Reproduce the entries below with every "broadcast tagging" switched to "media tagging", leaving everything else untouched.

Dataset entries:
+===+
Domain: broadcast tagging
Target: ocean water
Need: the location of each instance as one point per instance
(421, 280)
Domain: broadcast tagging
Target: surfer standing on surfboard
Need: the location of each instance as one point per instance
+===+
- **Worked answer**
Domain: media tagging
Target: ocean water
Need: the location of each instance as one point per instance
(421, 280)
Domain: media tagging
Target: surfer standing on surfboard
Need: the location of each instance as one point per instance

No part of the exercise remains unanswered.